● **Given passage**:
Parallel computation is used for overcoming the constraints imposed by sequential computation, and in particular for saving time and money, solving problems of large size, ensuring simultaneous access to information / services as well as for exploiting non-local information (e.g. , SETI @ home).
In the context of this course, the concept, application and efficiency of parallelism in the design and execution of computational tasks (algorithms) are addressed. Problems and corresponding algorithms studied include computational tasks performed within a chip or a microprocessor such as sorting, counting, addition, multiplication, prefix counting, convolution, etc, computational tasks performed in a computer system, such as sorting, routing, etc., and other computational tasks related to communication in data networks, resource allocation, etc. Various models of fixed-connection networks, such as linear arrays, meshes, trees, hypercubes, butterflies, are studied. The proposed parallel algorithms are analyzed in terms of their speed-up against corresponding sequential algorithms, as well as in terms of their efficiency and work, i.e., how uniformly available resources are used. Asymptotic analysis is used to evaluate performance by providing upper and lower bounds. The analysis is mainly theoretical but can also be based on experimentation.

● **To-do list**:
**1)** Decide whether each statement agrees with the parallel computation course description. Give yes or no, then quote the words from the description that settle it.
(a) Hypercubes are among the fixed-connection network models studied.
(b) The analysis in the course is purely experimental.
(c) Asymptotic analysis is used to provide only upper bounds.
**2)** Print the part of the parallel computation course description starting at "Parallel computation is" and ending at "SETI @ home).".
**3)** Answer these questions from the parallel computation course description.
(a) What example is given of exploiting non-local information?
(b) Against what is the speed-up of the proposed parallel algorithms analyzed?
(c) What do efficiency and work describe?
The material after this text is not needed here.

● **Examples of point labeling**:
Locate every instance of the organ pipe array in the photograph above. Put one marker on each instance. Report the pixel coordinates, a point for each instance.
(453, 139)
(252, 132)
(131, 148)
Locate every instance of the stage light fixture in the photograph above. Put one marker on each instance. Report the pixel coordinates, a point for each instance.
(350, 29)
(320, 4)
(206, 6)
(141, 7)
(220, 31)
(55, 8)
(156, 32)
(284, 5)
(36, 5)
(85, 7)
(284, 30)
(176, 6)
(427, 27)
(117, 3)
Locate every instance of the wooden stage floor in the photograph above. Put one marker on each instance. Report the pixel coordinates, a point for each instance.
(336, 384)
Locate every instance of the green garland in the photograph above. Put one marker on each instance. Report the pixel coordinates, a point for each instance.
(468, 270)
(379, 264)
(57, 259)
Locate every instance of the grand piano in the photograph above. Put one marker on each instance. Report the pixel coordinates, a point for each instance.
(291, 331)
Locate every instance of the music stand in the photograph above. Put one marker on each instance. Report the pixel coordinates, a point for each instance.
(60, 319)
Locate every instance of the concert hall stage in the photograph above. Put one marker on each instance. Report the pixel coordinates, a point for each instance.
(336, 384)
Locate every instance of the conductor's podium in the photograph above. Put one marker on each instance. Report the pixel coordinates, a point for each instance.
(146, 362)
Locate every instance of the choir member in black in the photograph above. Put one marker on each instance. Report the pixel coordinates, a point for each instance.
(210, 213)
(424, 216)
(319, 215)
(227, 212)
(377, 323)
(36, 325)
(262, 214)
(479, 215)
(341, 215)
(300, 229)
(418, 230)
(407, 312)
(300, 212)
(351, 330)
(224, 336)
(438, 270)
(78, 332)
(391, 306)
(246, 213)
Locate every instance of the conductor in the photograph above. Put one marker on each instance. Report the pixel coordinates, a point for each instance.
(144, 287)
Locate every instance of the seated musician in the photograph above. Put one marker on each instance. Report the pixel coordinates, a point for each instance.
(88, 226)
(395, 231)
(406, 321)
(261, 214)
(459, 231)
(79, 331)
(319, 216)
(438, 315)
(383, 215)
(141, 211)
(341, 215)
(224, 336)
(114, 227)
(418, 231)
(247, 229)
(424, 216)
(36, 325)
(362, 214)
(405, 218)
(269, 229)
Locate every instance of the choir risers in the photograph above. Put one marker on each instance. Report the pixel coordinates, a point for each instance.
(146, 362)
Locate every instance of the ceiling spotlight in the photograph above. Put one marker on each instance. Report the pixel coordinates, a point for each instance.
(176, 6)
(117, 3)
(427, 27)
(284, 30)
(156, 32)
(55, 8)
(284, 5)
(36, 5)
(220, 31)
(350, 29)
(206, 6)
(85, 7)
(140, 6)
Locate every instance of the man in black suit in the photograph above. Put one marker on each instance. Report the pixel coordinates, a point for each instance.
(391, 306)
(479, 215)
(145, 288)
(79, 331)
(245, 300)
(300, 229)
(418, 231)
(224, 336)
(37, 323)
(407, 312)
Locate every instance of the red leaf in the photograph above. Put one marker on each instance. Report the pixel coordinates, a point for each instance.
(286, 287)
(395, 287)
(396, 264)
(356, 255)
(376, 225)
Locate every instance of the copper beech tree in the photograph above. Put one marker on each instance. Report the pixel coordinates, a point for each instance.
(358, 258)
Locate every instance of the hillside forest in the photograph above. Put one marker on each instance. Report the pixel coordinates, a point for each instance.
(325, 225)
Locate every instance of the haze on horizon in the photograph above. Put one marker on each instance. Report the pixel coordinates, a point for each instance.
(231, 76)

● **Answers by task**:
**1)**
(a) Yes: "Various models of fixed-connection networks, such as linear arrays, meshes, trees, hypercubes, butterflies, are studied."
(b) No: "The analysis is mainly theoretical but can also be based on experimentation."
(c) No: "Asymptotic analysis is used to evaluate performance by providing upper and lower bounds."

**2)**
Parallel computation is used for overcoming the constraints imposed by sequential computation, and in particular for saving time and money, solving problems of large size, ensuring simultaneous access to information / services as well as for exploiting non-local information (e.g. , SETI @ home).

**3)**
(a) SETI @ home.
(b) Against corresponding sequential algorithms.
(c) How uniformly available resources are used.